» Texte source:
CINÉMA

«  De Nos Frères blessés  » – Récit d’Algérie

De Nos frères blessés
© Les Films du Bélier

Fernand Iveton est un jeune ouvrier militant communiste français. Parti vivre à Alger, il lutte pour l’indépendance de l’Algérie. Une position politique qui le mènera sur l’échafaud le 11 février 1957.

De Nos frères blessés est une adaptation du roman éponyme de Jospeh Andras (2016). Le film retrace l’engagement du jeune révolté incarné par Vincent Lacoste. Fernand Iveton a bel et bien existé et son destin tragique a épousé celui de tout un pan de l’histoire coloniale française. Celui d’un oublie orchestré par un Etat français complaisamment amnésique.

Le projet d’Hélier Cisterne est donc simple  : mettre en images cette guerre «  invisible  ». Quel meilleur medium en effet que le cinéma pour rendre la vue à ceux et celles dont le regard a été offusqué par un récit national bien silencieux sur le sujet  ?

De la tragédie

Ce bien noble projet achoppe cependant sur une caractéristique récurrente de la production cinématographique prenant pour sujet la guerre d’Algérie. En construisant une structure narrative binaire, le réalisateur emprunte la voie du drame intime. Aux activités militantes d’Iveton à Alger, répondent en effet les séquences mettant en scène les débuts de la romance qui unit le communiste à la jeune Hélène (Vicky Krieps). Dans ce va-et-vient narratif constant, le présent de l’empêchement ne trouve qu’un secours mesuré dans la tendre mémoire amoureuse des protagonistes.

» Données fournies:
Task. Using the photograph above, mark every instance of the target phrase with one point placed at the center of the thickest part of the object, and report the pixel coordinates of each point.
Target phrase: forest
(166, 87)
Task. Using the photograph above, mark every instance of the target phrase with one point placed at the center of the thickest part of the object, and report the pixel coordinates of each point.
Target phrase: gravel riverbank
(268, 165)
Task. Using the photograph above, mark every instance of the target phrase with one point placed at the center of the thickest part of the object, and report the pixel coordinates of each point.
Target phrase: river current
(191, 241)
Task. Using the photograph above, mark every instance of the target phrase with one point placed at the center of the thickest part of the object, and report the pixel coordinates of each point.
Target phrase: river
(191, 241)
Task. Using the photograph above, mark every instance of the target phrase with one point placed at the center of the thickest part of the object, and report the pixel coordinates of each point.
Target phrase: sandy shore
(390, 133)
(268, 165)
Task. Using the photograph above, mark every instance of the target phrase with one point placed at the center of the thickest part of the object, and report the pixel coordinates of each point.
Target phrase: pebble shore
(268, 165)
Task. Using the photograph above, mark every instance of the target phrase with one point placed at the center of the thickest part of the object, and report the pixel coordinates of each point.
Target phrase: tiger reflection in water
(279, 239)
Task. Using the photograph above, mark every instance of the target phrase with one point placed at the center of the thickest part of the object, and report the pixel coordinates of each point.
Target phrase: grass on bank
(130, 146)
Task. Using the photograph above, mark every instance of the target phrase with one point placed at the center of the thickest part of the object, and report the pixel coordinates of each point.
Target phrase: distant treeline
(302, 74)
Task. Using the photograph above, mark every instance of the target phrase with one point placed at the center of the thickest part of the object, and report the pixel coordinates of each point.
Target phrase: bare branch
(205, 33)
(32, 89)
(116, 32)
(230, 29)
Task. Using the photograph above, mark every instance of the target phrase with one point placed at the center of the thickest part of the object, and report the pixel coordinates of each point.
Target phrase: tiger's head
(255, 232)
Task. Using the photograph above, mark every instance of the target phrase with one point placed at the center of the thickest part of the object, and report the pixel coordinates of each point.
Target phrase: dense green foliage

» Consigne: Dans la critique du film « De Nos frères blessés », quel acteur incarne Fernand Iveton ? Ces lignes proviennent d'une autre source que le texte.

» Réponse attendue: Vincent Lacoste.